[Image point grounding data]
--------------------------------
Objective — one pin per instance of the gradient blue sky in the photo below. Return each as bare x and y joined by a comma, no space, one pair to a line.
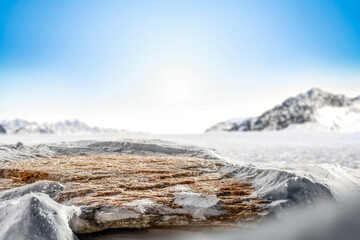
171,66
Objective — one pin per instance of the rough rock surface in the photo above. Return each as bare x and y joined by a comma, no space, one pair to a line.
140,191
294,110
34,215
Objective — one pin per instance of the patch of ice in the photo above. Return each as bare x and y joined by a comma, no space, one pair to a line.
35,216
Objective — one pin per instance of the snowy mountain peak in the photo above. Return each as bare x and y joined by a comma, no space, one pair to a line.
328,111
17,126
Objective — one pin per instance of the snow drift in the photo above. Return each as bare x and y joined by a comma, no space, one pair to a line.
29,213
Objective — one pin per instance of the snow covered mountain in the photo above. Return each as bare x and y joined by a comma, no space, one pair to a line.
19,126
315,109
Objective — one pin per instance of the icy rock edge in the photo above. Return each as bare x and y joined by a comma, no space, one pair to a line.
29,213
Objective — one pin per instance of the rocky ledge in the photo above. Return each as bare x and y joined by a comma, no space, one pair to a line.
139,191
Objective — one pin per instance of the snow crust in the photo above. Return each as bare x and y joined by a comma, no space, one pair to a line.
289,168
20,126
29,213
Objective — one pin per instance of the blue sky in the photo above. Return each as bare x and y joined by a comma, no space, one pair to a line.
171,66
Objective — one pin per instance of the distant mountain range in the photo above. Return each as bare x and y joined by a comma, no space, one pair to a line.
19,126
315,109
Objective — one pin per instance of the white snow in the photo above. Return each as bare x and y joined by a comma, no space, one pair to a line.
288,167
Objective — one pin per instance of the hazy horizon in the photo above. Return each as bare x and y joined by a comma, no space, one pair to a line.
171,67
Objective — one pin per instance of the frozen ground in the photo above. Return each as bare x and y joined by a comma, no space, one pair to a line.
289,167
288,147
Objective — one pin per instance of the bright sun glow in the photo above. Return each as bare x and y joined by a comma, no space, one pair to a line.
177,84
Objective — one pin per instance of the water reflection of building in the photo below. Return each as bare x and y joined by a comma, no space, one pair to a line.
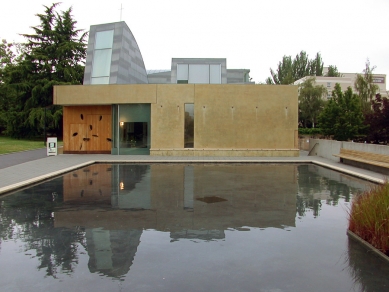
318,184
111,252
195,202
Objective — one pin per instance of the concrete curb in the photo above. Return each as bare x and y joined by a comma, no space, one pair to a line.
34,180
355,237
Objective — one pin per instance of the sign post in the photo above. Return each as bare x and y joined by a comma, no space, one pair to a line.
52,146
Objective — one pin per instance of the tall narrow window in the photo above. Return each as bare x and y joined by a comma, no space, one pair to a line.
189,126
102,57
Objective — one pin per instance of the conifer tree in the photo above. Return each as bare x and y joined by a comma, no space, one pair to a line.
54,55
342,116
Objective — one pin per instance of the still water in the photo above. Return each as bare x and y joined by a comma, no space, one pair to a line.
178,227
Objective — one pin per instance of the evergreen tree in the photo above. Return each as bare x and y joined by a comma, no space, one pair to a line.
333,72
310,101
342,116
365,87
378,120
53,55
288,70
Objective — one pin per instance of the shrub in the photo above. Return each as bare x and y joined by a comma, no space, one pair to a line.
310,131
369,217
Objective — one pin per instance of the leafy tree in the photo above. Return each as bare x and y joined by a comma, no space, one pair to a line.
53,55
289,70
378,120
342,116
310,100
333,72
365,87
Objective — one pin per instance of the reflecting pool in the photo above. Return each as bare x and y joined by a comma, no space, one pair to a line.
186,227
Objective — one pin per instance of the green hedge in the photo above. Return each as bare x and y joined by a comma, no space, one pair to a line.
310,131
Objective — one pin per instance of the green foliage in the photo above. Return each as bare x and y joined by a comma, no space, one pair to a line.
53,55
342,116
365,87
289,70
378,120
333,72
311,101
310,131
369,217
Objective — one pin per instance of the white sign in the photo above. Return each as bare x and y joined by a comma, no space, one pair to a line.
52,146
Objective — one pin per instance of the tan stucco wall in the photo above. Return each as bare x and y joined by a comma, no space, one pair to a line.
167,115
244,116
104,94
230,120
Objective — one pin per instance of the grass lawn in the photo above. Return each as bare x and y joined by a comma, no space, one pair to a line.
9,145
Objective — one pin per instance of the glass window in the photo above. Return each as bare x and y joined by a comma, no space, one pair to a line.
199,73
101,63
100,80
133,135
104,39
182,73
215,74
189,126
134,129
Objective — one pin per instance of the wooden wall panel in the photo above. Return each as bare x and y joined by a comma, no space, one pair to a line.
87,129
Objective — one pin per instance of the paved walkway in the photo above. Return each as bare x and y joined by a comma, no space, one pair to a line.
24,168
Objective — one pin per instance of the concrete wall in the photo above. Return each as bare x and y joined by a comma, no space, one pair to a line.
127,65
327,148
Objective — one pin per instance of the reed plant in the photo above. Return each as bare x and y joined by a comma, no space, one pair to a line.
369,216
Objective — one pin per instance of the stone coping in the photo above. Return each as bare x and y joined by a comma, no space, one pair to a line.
355,237
49,175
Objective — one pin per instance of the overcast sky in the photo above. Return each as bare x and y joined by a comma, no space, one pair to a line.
251,34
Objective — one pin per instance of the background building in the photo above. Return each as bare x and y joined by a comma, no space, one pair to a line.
347,80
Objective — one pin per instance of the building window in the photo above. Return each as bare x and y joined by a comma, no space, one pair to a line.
199,73
189,126
102,55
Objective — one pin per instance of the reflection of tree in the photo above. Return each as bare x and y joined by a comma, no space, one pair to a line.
28,216
314,188
371,274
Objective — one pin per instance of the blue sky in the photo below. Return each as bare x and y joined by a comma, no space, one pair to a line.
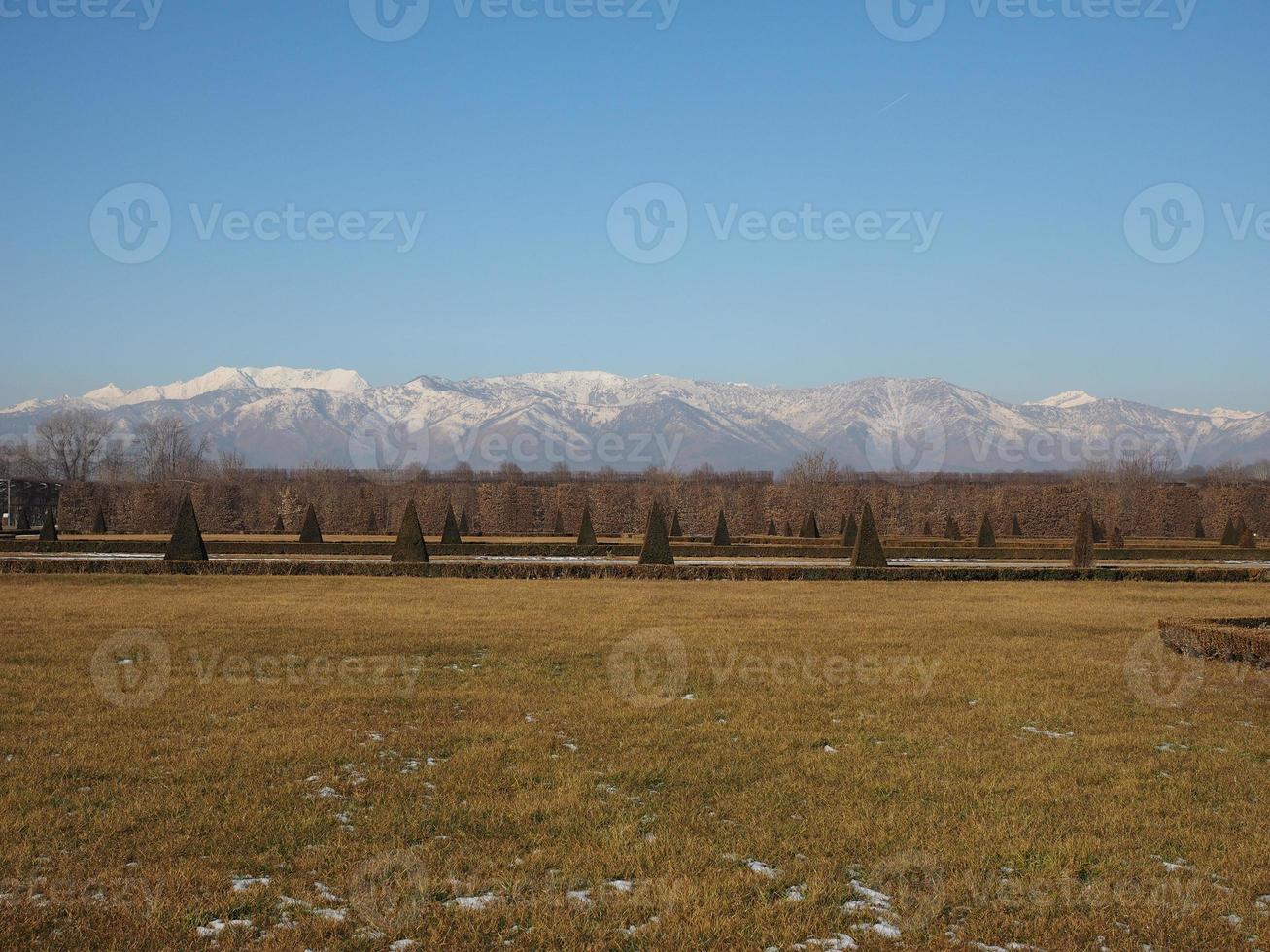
1025,139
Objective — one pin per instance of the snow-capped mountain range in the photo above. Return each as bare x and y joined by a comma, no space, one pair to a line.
590,421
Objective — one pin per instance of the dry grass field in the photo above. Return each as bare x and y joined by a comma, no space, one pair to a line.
355,763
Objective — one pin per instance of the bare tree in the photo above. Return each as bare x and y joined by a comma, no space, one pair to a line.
168,450
231,463
69,443
810,477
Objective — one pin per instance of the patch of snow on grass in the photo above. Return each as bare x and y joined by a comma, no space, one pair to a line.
837,943
1051,735
762,868
873,899
218,926
472,904
884,930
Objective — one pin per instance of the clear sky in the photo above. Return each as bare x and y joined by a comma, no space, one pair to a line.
1020,140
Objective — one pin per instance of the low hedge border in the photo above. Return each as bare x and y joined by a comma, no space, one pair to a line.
566,570
1224,638
632,549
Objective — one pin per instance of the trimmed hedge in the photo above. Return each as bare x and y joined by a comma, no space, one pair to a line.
582,570
1224,638
789,549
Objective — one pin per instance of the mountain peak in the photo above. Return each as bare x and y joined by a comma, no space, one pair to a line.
1067,400
112,396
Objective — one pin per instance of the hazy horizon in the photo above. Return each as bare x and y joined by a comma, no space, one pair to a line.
861,207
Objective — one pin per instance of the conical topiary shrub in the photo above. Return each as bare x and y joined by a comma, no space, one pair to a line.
868,553
722,537
1082,546
310,530
450,530
410,547
49,530
187,541
850,532
586,530
987,537
657,546
1228,536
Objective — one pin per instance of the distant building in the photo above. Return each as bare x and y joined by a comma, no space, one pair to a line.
27,495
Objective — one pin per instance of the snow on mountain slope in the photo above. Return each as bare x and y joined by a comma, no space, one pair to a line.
591,419
1067,400
228,379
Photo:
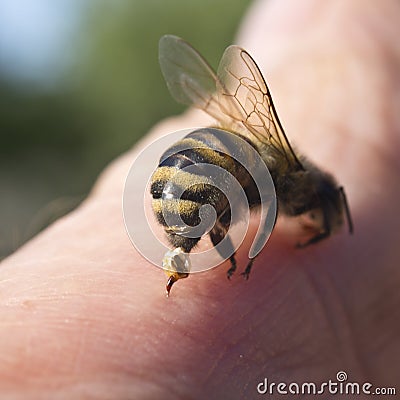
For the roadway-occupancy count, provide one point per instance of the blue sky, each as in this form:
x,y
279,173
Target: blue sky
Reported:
x,y
35,36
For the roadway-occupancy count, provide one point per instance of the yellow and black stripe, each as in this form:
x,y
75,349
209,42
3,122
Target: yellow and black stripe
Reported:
x,y
177,192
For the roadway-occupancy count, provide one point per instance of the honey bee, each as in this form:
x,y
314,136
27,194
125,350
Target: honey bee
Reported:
x,y
238,98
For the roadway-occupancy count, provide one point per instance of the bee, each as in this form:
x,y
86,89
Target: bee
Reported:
x,y
238,98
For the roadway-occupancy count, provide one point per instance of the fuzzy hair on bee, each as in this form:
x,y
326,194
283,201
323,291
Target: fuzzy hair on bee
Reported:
x,y
239,100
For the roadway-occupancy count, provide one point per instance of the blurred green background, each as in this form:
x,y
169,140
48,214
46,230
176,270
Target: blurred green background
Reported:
x,y
80,84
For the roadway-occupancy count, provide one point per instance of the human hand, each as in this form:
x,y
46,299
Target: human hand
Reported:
x,y
85,316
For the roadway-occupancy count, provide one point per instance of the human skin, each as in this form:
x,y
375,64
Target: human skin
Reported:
x,y
83,315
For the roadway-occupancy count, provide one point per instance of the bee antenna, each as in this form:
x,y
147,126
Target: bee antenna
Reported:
x,y
347,210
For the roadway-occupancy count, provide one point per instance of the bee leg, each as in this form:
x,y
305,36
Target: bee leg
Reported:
x,y
261,239
246,272
217,234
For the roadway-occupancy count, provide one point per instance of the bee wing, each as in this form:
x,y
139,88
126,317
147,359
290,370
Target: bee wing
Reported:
x,y
192,81
237,97
240,81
--------------------------------
Match on "antenna" and report each line of the data above that has it.

For the roadway-occupancy count, provide one point per instance of the bee antenna, each as in this form:
Target: bee antenna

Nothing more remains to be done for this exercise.